*** Text shown ***

Simple Steps to Reduce Risk of Heart Disease
You only have one heart, so it’s important to take good care of it. Your heart is a powerful muscle that never stops beating from the time it develops until you eventually pass away. Unfortunately, heart disease can cause damage and keep your heart from working as effectively as possible. But there are ways that you can be proactive and reduce your risk:
1. Quit Smoking.
Smoking can negatively affect your heart in numerous ways. It can increase your risk of blood clots, cause narrowing of your arteries, increase plaque buildup, and damage cells. All of these factors can contribute to heart disease. Quitting smoking can reduce your risk.
2.Manage Chronic Conditions.
If you have diabetes, high cholesterol, or high blood pressure, make sure that they are well managed. Take any medications as prescribed and implement changes to your diet and exercise that can help naturally lower blood sugar, cholesterol, and blood pressure.

*** Raw data ***

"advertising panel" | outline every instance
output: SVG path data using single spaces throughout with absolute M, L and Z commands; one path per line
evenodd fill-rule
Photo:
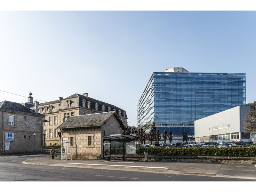
M 14 141 L 14 133 L 5 132 L 5 141 Z
M 136 144 L 135 143 L 126 143 L 126 154 L 136 154 Z
M 108 141 L 106 141 L 103 144 L 103 157 L 105 157 L 110 156 L 110 144 L 111 143 Z

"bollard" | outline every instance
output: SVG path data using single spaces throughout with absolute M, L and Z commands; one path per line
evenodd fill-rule
M 148 152 L 144 152 L 144 162 L 148 162 Z

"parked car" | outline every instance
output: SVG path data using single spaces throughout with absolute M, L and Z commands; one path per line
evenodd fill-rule
M 173 147 L 177 147 L 178 146 L 182 146 L 182 143 L 172 143 L 171 144 Z
M 211 148 L 211 147 L 216 147 L 216 145 L 203 145 L 201 147 L 205 147 L 205 148 Z
M 188 145 L 186 145 L 184 146 L 188 146 L 189 147 L 201 147 L 198 145 L 196 144 L 189 144 Z
M 189 147 L 188 146 L 187 146 L 186 145 L 180 145 L 179 146 L 178 146 L 177 147 L 178 148 L 188 148 Z
M 219 144 L 218 143 L 217 143 L 217 142 L 204 142 L 204 143 L 205 143 L 206 145 L 218 145 Z
M 245 146 L 242 144 L 241 142 L 228 142 L 226 143 L 225 144 L 227 144 L 229 147 L 244 147 Z
M 221 147 L 228 147 L 229 146 L 227 144 L 220 144 L 217 146 L 219 148 Z

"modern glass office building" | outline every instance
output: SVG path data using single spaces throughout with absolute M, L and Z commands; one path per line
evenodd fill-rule
M 154 72 L 138 104 L 139 126 L 150 130 L 155 119 L 160 132 L 194 134 L 194 121 L 245 105 L 245 74 L 189 73 L 182 68 Z

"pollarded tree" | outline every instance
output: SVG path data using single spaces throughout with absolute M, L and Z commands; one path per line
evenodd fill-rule
M 147 138 L 147 134 L 145 133 L 145 131 L 141 128 L 139 129 L 136 135 L 140 142 L 142 144 L 145 144 L 145 140 Z
M 184 131 L 182 133 L 182 140 L 183 142 L 185 141 L 185 132 Z
M 186 140 L 186 142 L 188 142 L 188 133 L 185 133 L 185 140 Z
M 152 144 L 154 140 L 154 133 L 153 130 L 151 129 L 150 130 L 150 131 L 148 132 L 148 138 L 150 142 L 150 144 Z
M 255 109 L 251 109 L 248 111 L 244 118 L 244 124 L 242 128 L 245 133 L 255 134 L 256 136 L 256 111 Z M 253 143 L 256 142 L 254 138 Z
M 153 141 L 157 140 L 156 138 L 156 126 L 155 122 L 155 119 L 153 120 L 153 123 L 151 125 L 151 131 L 153 133 Z
M 170 143 L 172 143 L 172 132 L 171 131 L 169 133 L 169 135 L 168 135 L 169 138 L 169 141 Z
M 135 134 L 135 129 L 136 128 L 135 127 L 133 127 L 132 129 L 132 134 Z
M 122 135 L 130 135 L 131 134 L 131 127 L 126 127 L 125 129 L 122 130 Z
M 162 133 L 162 137 L 164 139 L 164 143 L 166 143 L 166 140 L 167 139 L 167 137 L 168 135 L 167 134 L 167 132 L 166 130 L 164 131 L 164 132 Z
M 159 142 L 160 141 L 160 139 L 161 139 L 161 134 L 160 134 L 160 132 L 159 132 L 159 130 L 157 129 L 156 131 L 156 144 L 159 144 Z

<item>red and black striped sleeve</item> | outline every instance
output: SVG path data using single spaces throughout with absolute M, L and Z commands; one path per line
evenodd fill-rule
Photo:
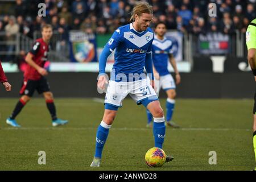
M 0 61 L 0 82 L 3 83 L 6 81 L 7 81 L 7 79 L 2 67 L 1 62 Z

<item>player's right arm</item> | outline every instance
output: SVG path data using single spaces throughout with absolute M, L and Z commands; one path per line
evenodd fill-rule
M 99 59 L 99 75 L 97 86 L 102 90 L 105 89 L 105 85 L 108 82 L 108 76 L 106 74 L 106 64 L 108 57 L 114 49 L 122 42 L 122 36 L 120 29 L 115 31 L 110 39 L 105 46 Z
M 43 68 L 40 67 L 39 65 L 33 61 L 33 56 L 34 56 L 39 50 L 40 43 L 36 42 L 33 46 L 33 48 L 26 56 L 26 61 L 32 67 L 36 69 L 36 71 L 42 76 L 46 76 L 48 75 L 48 72 Z

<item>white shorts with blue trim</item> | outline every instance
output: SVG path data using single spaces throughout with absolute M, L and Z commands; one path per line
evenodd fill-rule
M 159 80 L 155 79 L 155 88 L 157 93 L 159 93 L 161 88 L 166 91 L 170 89 L 175 89 L 175 82 L 172 75 L 168 74 L 160 76 Z
M 148 104 L 151 101 L 158 100 L 148 79 L 130 82 L 110 80 L 105 104 L 121 107 L 123 100 L 128 94 L 138 105 L 143 104 L 145 105 L 144 103 Z

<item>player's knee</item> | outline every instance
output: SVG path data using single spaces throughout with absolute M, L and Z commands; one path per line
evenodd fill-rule
M 171 91 L 170 93 L 170 94 L 168 96 L 168 98 L 171 99 L 175 98 L 176 96 L 176 93 L 175 90 L 171 90 Z
M 115 118 L 115 112 L 112 111 L 105 111 L 103 117 L 104 122 L 109 125 L 111 125 Z
M 30 97 L 28 96 L 23 96 L 20 99 L 25 103 L 27 103 L 30 100 Z
M 53 100 L 53 94 L 51 92 L 47 92 L 44 94 L 46 100 Z
M 254 51 L 249 51 L 248 52 L 247 59 L 248 60 L 254 60 L 254 59 L 255 59 Z
M 164 117 L 164 112 L 163 109 L 160 107 L 159 107 L 155 109 L 154 114 L 152 115 L 155 118 L 162 118 Z

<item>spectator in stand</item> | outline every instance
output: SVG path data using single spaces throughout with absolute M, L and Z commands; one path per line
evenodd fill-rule
M 192 19 L 196 20 L 199 18 L 203 17 L 203 14 L 200 12 L 200 9 L 199 6 L 195 6 L 193 10 Z
M 54 6 L 52 9 L 49 10 L 49 14 L 46 16 L 46 18 L 44 18 L 46 22 L 48 23 L 51 23 L 52 21 L 52 17 L 54 16 L 57 16 L 58 9 L 56 6 Z
M 86 11 L 84 9 L 84 5 L 82 5 L 84 4 L 80 2 L 76 3 L 76 8 L 75 10 L 75 12 L 73 13 L 73 16 L 75 18 L 79 18 L 80 22 L 82 22 L 86 17 Z
M 52 22 L 51 24 L 52 26 L 52 30 L 53 31 L 57 31 L 59 28 L 59 18 L 58 16 L 53 16 L 52 18 Z
M 5 28 L 3 27 L 3 22 L 0 20 L 0 33 L 5 32 Z M 4 40 L 4 37 L 3 36 L 0 36 L 0 42 Z M 1 45 L 0 46 L 0 52 L 5 51 L 6 47 L 5 45 Z M 3 60 L 4 59 L 4 56 L 0 55 L 0 60 Z
M 194 8 L 193 2 L 191 0 L 183 0 L 182 3 L 183 5 L 186 6 L 188 10 L 192 10 Z
M 16 5 L 14 7 L 15 15 L 16 17 L 22 16 L 25 17 L 27 13 L 27 7 L 22 0 L 16 0 Z
M 97 5 L 97 18 L 101 18 L 101 15 L 103 14 L 104 9 L 108 6 L 108 3 L 106 0 L 100 0 Z
M 7 61 L 13 61 L 14 56 L 13 53 L 15 50 L 15 43 L 14 41 L 15 40 L 16 36 L 19 32 L 19 26 L 16 23 L 15 18 L 11 16 L 9 18 L 9 23 L 5 27 L 7 47 L 7 55 L 6 60 Z
M 9 23 L 9 16 L 5 15 L 3 16 L 3 27 L 5 28 L 5 26 Z
M 84 20 L 82 22 L 80 26 L 81 30 L 84 30 L 86 28 L 92 27 L 92 20 L 90 18 L 86 18 L 84 19 Z
M 93 32 L 96 32 L 97 29 L 97 17 L 94 15 L 93 15 L 90 17 L 91 22 L 91 28 L 93 30 Z
M 105 19 L 111 18 L 110 8 L 109 6 L 106 6 L 103 9 L 103 18 Z
M 88 0 L 86 2 L 86 9 L 89 14 L 93 14 L 97 7 L 97 1 L 94 0 Z
M 16 57 L 15 59 L 15 63 L 18 65 L 18 68 L 19 68 L 19 71 L 20 71 L 22 72 L 24 72 L 26 70 L 26 68 L 27 68 L 27 61 L 25 60 L 26 53 L 25 51 L 21 50 L 19 52 L 19 55 Z
M 243 18 L 242 20 L 243 28 L 242 28 L 241 32 L 242 33 L 245 33 L 246 32 L 247 27 L 250 23 L 250 20 L 246 17 Z
M 79 5 L 79 6 L 78 6 Z M 86 8 L 85 3 L 83 1 L 76 0 L 72 2 L 72 11 L 73 14 L 79 13 L 81 11 L 82 11 L 82 13 L 85 13 L 86 11 Z
M 7 78 L 3 72 L 1 62 L 0 61 L 0 82 L 5 86 L 6 91 L 11 91 L 11 85 L 8 82 Z
M 98 27 L 97 27 L 96 32 L 99 34 L 104 34 L 107 31 L 104 20 L 102 19 L 100 19 L 98 21 Z
M 237 15 L 234 15 L 233 17 L 233 22 L 234 23 L 234 30 L 238 30 L 241 31 L 243 27 L 243 24 L 242 23 L 242 20 Z
M 124 18 L 125 16 L 125 4 L 123 1 L 119 1 L 118 3 L 117 16 L 120 19 L 120 21 L 122 23 L 125 22 L 125 18 Z
M 210 17 L 208 21 L 208 31 L 212 32 L 218 31 L 218 23 L 216 17 Z
M 112 26 L 110 26 L 109 30 L 109 32 L 114 32 L 119 27 L 120 27 L 120 20 L 119 19 L 114 19 L 113 22 Z
M 44 4 L 46 7 L 46 16 L 49 14 L 49 11 L 53 9 L 54 6 L 54 3 L 51 0 L 45 0 Z
M 61 12 L 59 13 L 58 16 L 60 18 L 64 18 L 67 23 L 68 25 L 71 25 L 72 22 L 72 14 L 68 11 L 67 6 L 65 6 L 62 7 Z
M 69 27 L 66 23 L 65 18 L 60 18 L 57 31 L 60 35 L 60 40 L 56 42 L 56 51 L 60 52 L 63 55 L 68 56 L 69 52 Z
M 185 28 L 184 25 L 183 24 L 182 17 L 181 16 L 177 16 L 176 18 L 176 21 L 177 22 L 177 27 L 175 29 L 183 33 L 185 33 L 186 29 Z
M 223 2 L 221 3 L 221 7 L 220 7 L 220 11 L 222 15 L 224 15 L 226 12 L 230 12 L 231 9 L 230 7 L 228 6 L 225 3 Z
M 243 14 L 242 6 L 241 5 L 237 5 L 237 6 L 236 6 L 235 13 L 233 16 L 237 16 L 241 20 L 243 19 L 244 16 Z
M 182 18 L 183 25 L 188 26 L 189 20 L 192 18 L 192 13 L 191 10 L 188 10 L 185 5 L 181 5 L 181 9 L 179 11 L 177 15 Z
M 41 26 L 43 23 L 43 19 L 40 16 L 37 16 L 36 18 L 36 20 L 35 23 L 34 23 L 34 31 L 41 31 Z
M 166 11 L 167 19 L 167 29 L 175 29 L 177 27 L 176 22 L 176 18 L 177 17 L 177 13 L 175 11 L 175 7 L 173 5 L 168 6 L 167 9 Z
M 109 7 L 111 16 L 115 17 L 118 14 L 118 0 L 111 0 Z

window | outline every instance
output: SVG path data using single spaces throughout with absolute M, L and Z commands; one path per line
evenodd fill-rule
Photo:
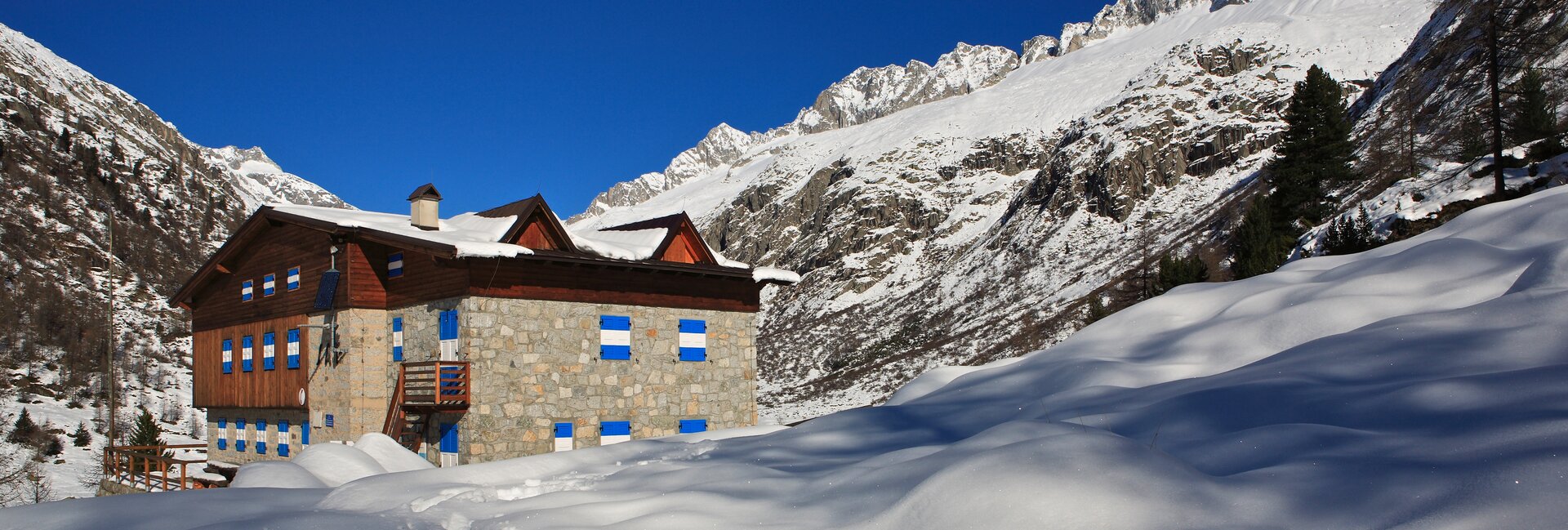
M 707 361 L 706 320 L 681 320 L 681 361 Z
M 267 455 L 267 420 L 256 420 L 256 453 Z
M 572 422 L 555 423 L 555 450 L 572 450 Z
M 392 317 L 392 361 L 403 362 L 403 317 Z
M 240 372 L 251 372 L 256 365 L 251 364 L 251 350 L 254 350 L 256 340 L 251 336 L 240 337 Z
M 458 464 L 458 423 L 441 423 L 441 467 Z
M 403 276 L 403 252 L 387 254 L 387 278 Z
M 248 436 L 245 434 L 245 419 L 243 417 L 235 419 L 234 420 L 234 450 L 243 453 L 245 452 L 245 439 L 246 437 Z
M 441 361 L 458 361 L 458 310 L 441 312 Z
M 278 420 L 278 456 L 289 456 L 289 420 Z
M 229 448 L 229 420 L 218 419 L 218 450 Z
M 276 342 L 278 334 L 271 331 L 262 334 L 262 370 L 278 370 L 278 359 L 274 356 Z
M 299 368 L 299 329 L 289 329 L 289 370 Z
M 599 359 L 632 359 L 632 317 L 599 317 Z
M 599 422 L 599 445 L 632 441 L 632 422 Z

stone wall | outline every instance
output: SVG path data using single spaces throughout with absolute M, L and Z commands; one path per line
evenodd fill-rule
M 436 318 L 416 315 L 405 317 L 405 345 L 412 321 Z M 632 317 L 630 361 L 599 359 L 599 315 Z M 756 425 L 753 314 L 464 298 L 459 318 L 474 379 L 458 423 L 463 463 L 550 452 L 555 422 L 575 425 L 575 447 L 599 445 L 601 420 L 632 422 L 633 439 L 676 434 L 682 419 Z M 679 361 L 681 318 L 707 321 L 707 361 Z
M 310 442 L 356 441 L 379 433 L 392 401 L 397 367 L 392 362 L 392 325 L 386 310 L 337 310 L 337 350 L 326 351 L 310 334 Z M 323 315 L 310 317 L 325 323 Z M 332 427 L 325 417 L 332 416 Z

***

# Work instruction 1
From the text on heart disease risk, extract the passage between "If you have" and "and blood pressure.", inclusive.
# Work instruction 2
Answer these questions from the text on heart disease risk:
(a) What kind of muscle does it call the heart?
(b) What four harmful effects of smoking on the heart does it list?
(c) Which three chronic conditions does it say should be well managed?

# Task output 1
If you have diabetes, high cholesterol, or high blood pressure, make sure that they are well managed. Take any medications as prescribed and implement changes to your diet and exercise that can help naturally lower blood sugar, cholesterol, and blood pressure.

# Task output 2
(a) A powerful muscle that never stops beating.
(b) Increased risk of blood clots, narrowing of the arteries, increased plaque buildup, and damage to cells.
(c) Diabetes, high cholesterol, and high blood pressure.